— START —

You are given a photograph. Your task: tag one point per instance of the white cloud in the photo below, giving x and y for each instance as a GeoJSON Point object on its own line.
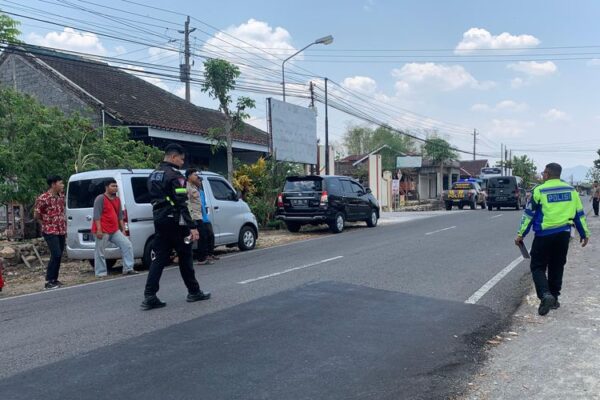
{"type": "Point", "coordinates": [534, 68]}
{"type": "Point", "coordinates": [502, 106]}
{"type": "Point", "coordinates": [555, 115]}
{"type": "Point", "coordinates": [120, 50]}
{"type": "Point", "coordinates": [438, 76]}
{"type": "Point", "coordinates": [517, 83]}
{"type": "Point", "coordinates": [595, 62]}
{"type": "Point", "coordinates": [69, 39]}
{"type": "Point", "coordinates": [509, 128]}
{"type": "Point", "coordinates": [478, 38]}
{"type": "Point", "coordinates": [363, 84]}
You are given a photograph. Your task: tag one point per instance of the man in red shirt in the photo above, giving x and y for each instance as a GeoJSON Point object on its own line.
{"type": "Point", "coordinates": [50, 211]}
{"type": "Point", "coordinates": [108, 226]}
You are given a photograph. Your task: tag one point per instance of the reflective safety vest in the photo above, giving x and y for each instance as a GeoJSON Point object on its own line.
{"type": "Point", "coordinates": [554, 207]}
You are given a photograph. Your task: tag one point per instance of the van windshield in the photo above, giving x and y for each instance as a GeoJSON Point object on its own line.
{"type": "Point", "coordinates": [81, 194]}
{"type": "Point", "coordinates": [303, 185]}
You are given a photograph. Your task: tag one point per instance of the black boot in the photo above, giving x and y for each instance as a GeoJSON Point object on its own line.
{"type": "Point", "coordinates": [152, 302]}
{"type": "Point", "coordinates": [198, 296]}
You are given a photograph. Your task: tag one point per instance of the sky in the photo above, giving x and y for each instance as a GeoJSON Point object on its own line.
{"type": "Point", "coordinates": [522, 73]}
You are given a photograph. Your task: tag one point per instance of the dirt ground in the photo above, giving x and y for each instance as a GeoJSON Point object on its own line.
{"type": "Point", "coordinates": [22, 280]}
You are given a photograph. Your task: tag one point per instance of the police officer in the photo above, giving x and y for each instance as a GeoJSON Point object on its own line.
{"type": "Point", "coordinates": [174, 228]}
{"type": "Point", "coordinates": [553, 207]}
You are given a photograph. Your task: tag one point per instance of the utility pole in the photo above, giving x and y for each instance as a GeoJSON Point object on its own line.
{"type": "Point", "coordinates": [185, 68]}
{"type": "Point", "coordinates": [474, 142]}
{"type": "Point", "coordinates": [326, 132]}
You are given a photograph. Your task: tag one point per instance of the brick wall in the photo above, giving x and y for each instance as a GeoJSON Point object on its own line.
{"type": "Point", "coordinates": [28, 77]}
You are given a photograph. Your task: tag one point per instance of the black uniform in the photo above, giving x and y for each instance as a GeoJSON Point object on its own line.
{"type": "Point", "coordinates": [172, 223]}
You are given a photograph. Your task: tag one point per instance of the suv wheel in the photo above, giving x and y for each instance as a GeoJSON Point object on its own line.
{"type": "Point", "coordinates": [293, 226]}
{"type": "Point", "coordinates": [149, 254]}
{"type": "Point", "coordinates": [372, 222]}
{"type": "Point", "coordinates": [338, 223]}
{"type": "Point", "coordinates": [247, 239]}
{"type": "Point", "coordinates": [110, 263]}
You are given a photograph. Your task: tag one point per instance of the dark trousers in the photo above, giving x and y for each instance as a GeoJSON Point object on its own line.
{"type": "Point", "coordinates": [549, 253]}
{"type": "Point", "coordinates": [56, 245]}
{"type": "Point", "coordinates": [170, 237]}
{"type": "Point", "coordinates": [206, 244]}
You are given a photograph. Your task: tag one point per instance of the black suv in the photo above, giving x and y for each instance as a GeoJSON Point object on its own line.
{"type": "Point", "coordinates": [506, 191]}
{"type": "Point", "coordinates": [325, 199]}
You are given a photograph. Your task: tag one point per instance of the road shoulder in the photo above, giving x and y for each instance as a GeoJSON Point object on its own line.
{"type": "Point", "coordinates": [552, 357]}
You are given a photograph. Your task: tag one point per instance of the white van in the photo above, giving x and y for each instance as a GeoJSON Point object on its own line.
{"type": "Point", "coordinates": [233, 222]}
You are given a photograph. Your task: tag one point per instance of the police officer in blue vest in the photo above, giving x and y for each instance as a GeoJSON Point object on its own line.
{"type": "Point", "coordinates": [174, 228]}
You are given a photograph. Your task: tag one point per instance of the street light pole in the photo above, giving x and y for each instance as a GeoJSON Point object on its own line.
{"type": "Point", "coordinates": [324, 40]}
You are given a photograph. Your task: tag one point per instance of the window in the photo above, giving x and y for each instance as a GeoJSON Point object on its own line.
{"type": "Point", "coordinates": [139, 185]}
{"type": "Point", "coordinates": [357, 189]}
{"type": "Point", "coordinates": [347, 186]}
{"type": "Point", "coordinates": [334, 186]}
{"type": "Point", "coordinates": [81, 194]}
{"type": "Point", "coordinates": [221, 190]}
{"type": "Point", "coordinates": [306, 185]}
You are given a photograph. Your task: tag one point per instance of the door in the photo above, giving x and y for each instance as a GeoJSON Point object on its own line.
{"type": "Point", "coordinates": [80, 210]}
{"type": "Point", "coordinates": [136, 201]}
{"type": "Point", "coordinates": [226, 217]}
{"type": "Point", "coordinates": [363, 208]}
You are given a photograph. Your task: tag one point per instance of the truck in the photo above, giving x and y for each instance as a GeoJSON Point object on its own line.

— END —

Given problem: Restate the records above in full, word for word. Keep pictures out.

Answer to this problem:
You are given a photograph. Your task: tag one point per instance of the white cloud in the photo below, giving x and y for each instance as a GeoJSON Point object on its own line.
{"type": "Point", "coordinates": [534, 68]}
{"type": "Point", "coordinates": [502, 106]}
{"type": "Point", "coordinates": [555, 115]}
{"type": "Point", "coordinates": [120, 50]}
{"type": "Point", "coordinates": [438, 76]}
{"type": "Point", "coordinates": [517, 83]}
{"type": "Point", "coordinates": [595, 62]}
{"type": "Point", "coordinates": [69, 39]}
{"type": "Point", "coordinates": [509, 128]}
{"type": "Point", "coordinates": [478, 38]}
{"type": "Point", "coordinates": [363, 84]}
You are given a photograph. Your task: tag one point per instance of the man in red shirt in the photo above, giving x and y for each instance as a GeoJSON Point object on its own line.
{"type": "Point", "coordinates": [50, 211]}
{"type": "Point", "coordinates": [108, 226]}
You are given a photograph. Your task: tag one point per instance of the reflective safety vest in the photo above, giving x and y for each instance as a GeoJSON Point object on its own line.
{"type": "Point", "coordinates": [554, 207]}
You are given a photograph. Your task: tag one point per instance of the van windshield in the photo above, giving x and y for each instance as a GeoJSON Point object on its own line.
{"type": "Point", "coordinates": [81, 194]}
{"type": "Point", "coordinates": [303, 185]}
You are given a photograph. Your task: tag one point per instance of the black boot in the photo above, giving x and y for each instance as a GeoJSON Point object on its own line.
{"type": "Point", "coordinates": [152, 302]}
{"type": "Point", "coordinates": [198, 296]}
You are given a photograph. Your task: tag one point per instance of the sky in the photo above, giving x and y for each instance as a GeoJSON Point object on its own line.
{"type": "Point", "coordinates": [522, 73]}
You are given a photograph. Your task: tag one point per instance of the dirt ground in the photo above, giving x and y for each instance as a GeoJSON Point object on its own line.
{"type": "Point", "coordinates": [22, 280]}
You are given a photograph. Your task: tag one point per instance of the police officer in the photo above, giving x and y for each instance as a GeoJSON Point object on its own line.
{"type": "Point", "coordinates": [174, 228]}
{"type": "Point", "coordinates": [553, 207]}
You are given a photograph. Your task: tag one point per instance of the utility pole in the photo above, giving x and y for each instance as a GeoJSON Point object on its own line.
{"type": "Point", "coordinates": [185, 68]}
{"type": "Point", "coordinates": [474, 142]}
{"type": "Point", "coordinates": [326, 132]}
You are given a photograph. Your task: tag one point per instance of the brick wall in the photo above, giving x and y for each instance as a GeoJSON Point object on its own line.
{"type": "Point", "coordinates": [28, 77]}
You are given a photograph. Your task: tag one point per instance of the black uniform in the photo above, giving x and y for each instance as a GeoJSON Point object on its own line.
{"type": "Point", "coordinates": [172, 223]}
You are given a photograph. Your task: tag one point per instance of the suv wheel in the photo above, giving x and y for each instance as a GeoJSON Point object on its own line.
{"type": "Point", "coordinates": [293, 226]}
{"type": "Point", "coordinates": [149, 254]}
{"type": "Point", "coordinates": [372, 222]}
{"type": "Point", "coordinates": [338, 223]}
{"type": "Point", "coordinates": [247, 239]}
{"type": "Point", "coordinates": [110, 263]}
You are given a photograph. Your task: tag one point per instance of the dark trousers in the photo above, giving x and y for each instance as a GeoJSON Point object on its own line.
{"type": "Point", "coordinates": [549, 253]}
{"type": "Point", "coordinates": [56, 245]}
{"type": "Point", "coordinates": [170, 237]}
{"type": "Point", "coordinates": [206, 244]}
You are given a photograph. Your task: tag one point per instance of the black suv in the photo above, giving x and y for each instance as a GeoJSON Point object on its own line.
{"type": "Point", "coordinates": [506, 191]}
{"type": "Point", "coordinates": [325, 199]}
You are given a photograph. Your task: tag one point per instance of the road shoulder in the photo above, giving x and y for each instance as a GeoJSON Point object on its own line.
{"type": "Point", "coordinates": [552, 357]}
You are given a photograph. Your task: tag one point per instance of the white van in the photo above, giving x and y for each instance as a GeoJSON Point object on its own line.
{"type": "Point", "coordinates": [233, 222]}
You are given a photograph. Your task: tag one point per instance of the police officer in blue vest in the photo above, giving x and y for each instance as a GeoJSON Point object on its own line.
{"type": "Point", "coordinates": [174, 228]}
You are given a photograph. Your task: tag one point per instance of the street light pole in the photo above, giving x and y for each instance as a GeoJSON Point object on its own line.
{"type": "Point", "coordinates": [324, 40]}
You are given a photograph. Your task: tag one point per instance of the window in the photo above, giving x and y for each instance as a GeoJSON Point object on its own line.
{"type": "Point", "coordinates": [139, 185]}
{"type": "Point", "coordinates": [357, 189]}
{"type": "Point", "coordinates": [347, 186]}
{"type": "Point", "coordinates": [334, 186]}
{"type": "Point", "coordinates": [81, 194]}
{"type": "Point", "coordinates": [221, 190]}
{"type": "Point", "coordinates": [306, 185]}
You are given a photograph. Your task: tag one point per instance of the door in the photo above, giving x and y for each instance as a GeoJSON Point object on its own line.
{"type": "Point", "coordinates": [80, 210]}
{"type": "Point", "coordinates": [136, 201]}
{"type": "Point", "coordinates": [226, 217]}
{"type": "Point", "coordinates": [363, 208]}
You are given a photograph. Your task: tag one point per instance of the truck in the photo above, giving x and y for each instance as a GeoJSON Point object on its own line.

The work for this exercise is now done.